*** SUPPLIED PASSAGE
Keytar Bear Inspires Street Performer Fest—A Day To Honor Our Beloved 'Weirdos'

“Keytar Bear shows what our city can do for the little person,” Abby Taylor says when talking about “Keytar Bear and Abby Taylor Day: Street Performer Fest” in Cambridge today (Friday). “We embraced him and made him part of our culture. And we can do that for all the artists and weirdos.”

The origins of the free, public music shindig from 4 to 8 p.m. at Jill Brown Rhone Park (at the intersection of Massachusetts Avenue and Sidney Street) go back to last spring, when Keytar Bear—a musician who dresses up in a giant teddy bear costume to play a keytar (the awesome love child of a keyboard and guitar) around Faneuil Hall and Boston subway stops—was a attacked twice while performing. Someone threw a bottle at him, then a guy punched him in the face, breaking his nose.

Taylor, then an events director at Workbar and a musician herself, decided something had to be done.
******
- [EXERCISE DETAILS] Continue the article about the Keytar Bear street performer festival from its last sentence.
*** DATASET EXTRACT
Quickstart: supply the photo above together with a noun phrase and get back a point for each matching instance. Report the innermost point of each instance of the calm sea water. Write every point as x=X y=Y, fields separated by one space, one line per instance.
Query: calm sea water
******
- [REPLY TO THE EXERCISE]
“As Bostonians, we are responsible for putting a smile back on his face,” the Somerville resident wrote when setting up an online fundraiser urging people to “to help out Keytar Bear with his bills, but also to show him what he means to the city of Boston.” It quickly collected $5,560 in donations. The effort culminated in a benefit concert a year ago at the Middle East Downstairs in Cambridge. Cambridge City Councilor Leland Cheung showed up with a city proclamation dedicating the day to Keytar Bear and Taylor. “I was just completely blown away by that,” Taylor says. All of which helped propel the Bear into the local cult stardom stratosphere.

To mark the anniversary, Taylor is teaming up with Keytar Bear again to present “Keytar Bear and Abby Taylor Day: Street Performer Fest.” It will feature performances by Alex Navarro, Ilana Katz Katz, Amy Kucharik and, from 7 to 8 p.m., Keytar Bear himself. The event is put on with assistance from Cambridge’s Central Square Business Association.

“We want to celebrate the street performers out there every single day making us smile, making us happy, making us think about the song we haven’t heard in a while,” Taylor says.

“For me, it represents the ability of Boston and Cambridge to come together and support people in their time of need. When Keytar Bear was really down on his luck, he said he was thinking of leaving the city of Boston because he didn’t want to be attacked,” Taylor says. “I didn’t want people to think that about Boston. … I don’t think about Boston being this meathead kid who punches people in the face.”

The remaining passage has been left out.